Exercise requirements:
Extract each line of the data below exactly as written.

Dataset excerpts:
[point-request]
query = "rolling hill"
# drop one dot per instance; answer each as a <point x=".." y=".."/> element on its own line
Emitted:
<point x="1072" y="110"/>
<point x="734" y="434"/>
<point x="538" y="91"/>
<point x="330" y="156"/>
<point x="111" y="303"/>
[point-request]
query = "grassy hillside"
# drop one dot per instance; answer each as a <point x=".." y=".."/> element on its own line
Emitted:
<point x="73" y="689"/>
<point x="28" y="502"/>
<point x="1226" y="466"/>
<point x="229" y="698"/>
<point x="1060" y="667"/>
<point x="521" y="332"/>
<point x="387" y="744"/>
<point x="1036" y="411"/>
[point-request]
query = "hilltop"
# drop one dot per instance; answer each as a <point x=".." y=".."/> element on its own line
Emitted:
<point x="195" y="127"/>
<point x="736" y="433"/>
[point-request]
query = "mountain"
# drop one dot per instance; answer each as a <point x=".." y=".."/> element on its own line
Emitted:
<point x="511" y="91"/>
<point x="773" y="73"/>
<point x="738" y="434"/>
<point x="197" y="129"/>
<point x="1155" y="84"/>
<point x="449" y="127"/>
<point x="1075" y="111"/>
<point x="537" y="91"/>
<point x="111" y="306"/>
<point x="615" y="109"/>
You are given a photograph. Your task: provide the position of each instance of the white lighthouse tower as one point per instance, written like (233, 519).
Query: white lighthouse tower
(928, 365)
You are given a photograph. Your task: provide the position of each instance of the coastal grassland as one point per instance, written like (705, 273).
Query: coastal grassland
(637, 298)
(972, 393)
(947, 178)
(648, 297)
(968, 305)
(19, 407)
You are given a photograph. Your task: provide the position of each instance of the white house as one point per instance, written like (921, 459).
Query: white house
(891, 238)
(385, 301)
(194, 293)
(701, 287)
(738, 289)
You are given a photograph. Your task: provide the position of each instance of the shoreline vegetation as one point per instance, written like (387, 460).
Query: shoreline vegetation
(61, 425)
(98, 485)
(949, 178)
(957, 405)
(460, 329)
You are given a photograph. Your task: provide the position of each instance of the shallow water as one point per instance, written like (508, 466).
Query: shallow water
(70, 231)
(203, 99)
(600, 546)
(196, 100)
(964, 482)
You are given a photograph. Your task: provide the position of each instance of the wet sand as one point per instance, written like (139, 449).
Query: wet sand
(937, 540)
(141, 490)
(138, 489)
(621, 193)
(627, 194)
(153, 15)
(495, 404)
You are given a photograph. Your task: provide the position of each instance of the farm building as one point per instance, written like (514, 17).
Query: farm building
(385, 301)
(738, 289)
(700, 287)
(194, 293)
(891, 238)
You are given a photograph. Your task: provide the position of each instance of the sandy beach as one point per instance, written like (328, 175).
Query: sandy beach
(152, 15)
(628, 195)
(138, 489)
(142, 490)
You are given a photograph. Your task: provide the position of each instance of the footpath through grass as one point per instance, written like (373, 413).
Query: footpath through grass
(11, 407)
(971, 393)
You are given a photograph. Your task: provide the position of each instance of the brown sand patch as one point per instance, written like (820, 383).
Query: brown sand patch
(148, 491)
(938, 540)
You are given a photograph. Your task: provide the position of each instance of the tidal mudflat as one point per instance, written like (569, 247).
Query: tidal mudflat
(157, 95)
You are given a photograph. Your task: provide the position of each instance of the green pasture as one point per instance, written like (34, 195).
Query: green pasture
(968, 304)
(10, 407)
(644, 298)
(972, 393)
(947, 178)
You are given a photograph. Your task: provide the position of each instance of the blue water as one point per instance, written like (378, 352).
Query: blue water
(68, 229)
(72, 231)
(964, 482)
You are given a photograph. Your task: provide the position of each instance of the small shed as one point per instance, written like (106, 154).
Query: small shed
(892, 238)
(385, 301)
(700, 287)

Exercise response:
[point-request]
query = "rolling hill"
# drop one dot per instance; answer each as a <point x=".." y=".."/> element on its own line
Emitted:
<point x="1072" y="110"/>
<point x="734" y="434"/>
<point x="538" y="91"/>
<point x="330" y="156"/>
<point x="111" y="303"/>
[point-request]
query = "grassy hillside"
# drop one dot per instance; answer each as a <point x=".." y=".."/> element on its own line
Emitted:
<point x="73" y="689"/>
<point x="28" y="502"/>
<point x="1226" y="466"/>
<point x="229" y="698"/>
<point x="1060" y="667"/>
<point x="521" y="332"/>
<point x="387" y="744"/>
<point x="1036" y="411"/>
[point-request]
query = "hilltop"
# drop one dot per instance; answer each as a <point x=".." y=".."/> element on its own line
Emitted:
<point x="195" y="127"/>
<point x="736" y="433"/>
[point-request]
query = "mountain"
# drop one dot per instance; answer each as a <point x=".." y=".."/> element on its own line
Emitted:
<point x="511" y="91"/>
<point x="773" y="73"/>
<point x="738" y="434"/>
<point x="197" y="129"/>
<point x="1155" y="84"/>
<point x="449" y="127"/>
<point x="1075" y="111"/>
<point x="537" y="91"/>
<point x="111" y="306"/>
<point x="615" y="109"/>
You are given a photograph. Your task: provide the position of each instance of the white lighthouse tower as one point per instance, written like (233, 519).
Query: white lighthouse tower
(928, 365)
You are given a photograph. Your task: provide the position of each instance of the coastal grassland as one point per instance, written like (705, 273).
Query: coastal grassland
(637, 298)
(972, 393)
(947, 178)
(648, 297)
(968, 305)
(19, 407)
You are given a photograph. Your task: provide the position of each instance of the white house as one point per instance, written like (921, 459).
Query: white house
(891, 238)
(385, 301)
(194, 293)
(701, 287)
(738, 289)
You are given a photograph. Your task: provide the position of each instance of the shoreline vegetation as one point per instance, written like (387, 460).
Query: shoreline vegetation
(61, 425)
(98, 485)
(949, 178)
(957, 405)
(460, 329)
You are given a photograph. Your task: provide the position of each instance of the shallow water as one point per instance, written like (508, 466).
Query: shallow water
(70, 231)
(203, 99)
(600, 546)
(196, 100)
(964, 482)
You are given a photograph. Your task: provide the position of each instance of the wet sand as one point per instance, written like (139, 449).
Query: wet sand
(937, 540)
(141, 490)
(138, 489)
(621, 193)
(627, 194)
(153, 15)
(495, 404)
You are given a photograph. Your task: provide the position of each instance of the farm building as one point per instance, written like (514, 17).
Query: farm building
(385, 301)
(738, 289)
(700, 287)
(194, 293)
(891, 238)
You are given a photograph. Your task: provide the position of each instance of the sandy beach as one point per instance, written like (328, 175).
Query: sandy beach
(152, 15)
(628, 195)
(138, 489)
(142, 490)
You are given a photograph. Your task: provide the position of each instance of the footpath through grass as one point per instance, written like (373, 413).
Query: footpath through grass
(11, 407)
(971, 393)
You are given a photograph. Your task: provide the position of each instance of the brown sand patch as one point per instance, written like (820, 383).
Query: brown sand patch
(148, 491)
(938, 540)
You are given a photograph. Your task: provide the position of each instance of the tidal mudflat as one point per instance, written like (569, 247).
Query: tidal mudflat
(157, 95)
You are given a photograph. Your task: provide the position of each instance of the green pasture as one point per instance, written like (34, 195).
Query: green pasture
(968, 304)
(10, 407)
(644, 298)
(972, 393)
(947, 178)
You are given a photograph. Your task: provide the position of each instance of the blue water as one point per instance, written like (378, 352).
Query: blue water
(68, 229)
(72, 231)
(964, 482)
You are given a photograph. Your task: provide the position of each instance of the small shed as one point per instance, written like (106, 154).
Query: small shed
(892, 238)
(385, 301)
(700, 287)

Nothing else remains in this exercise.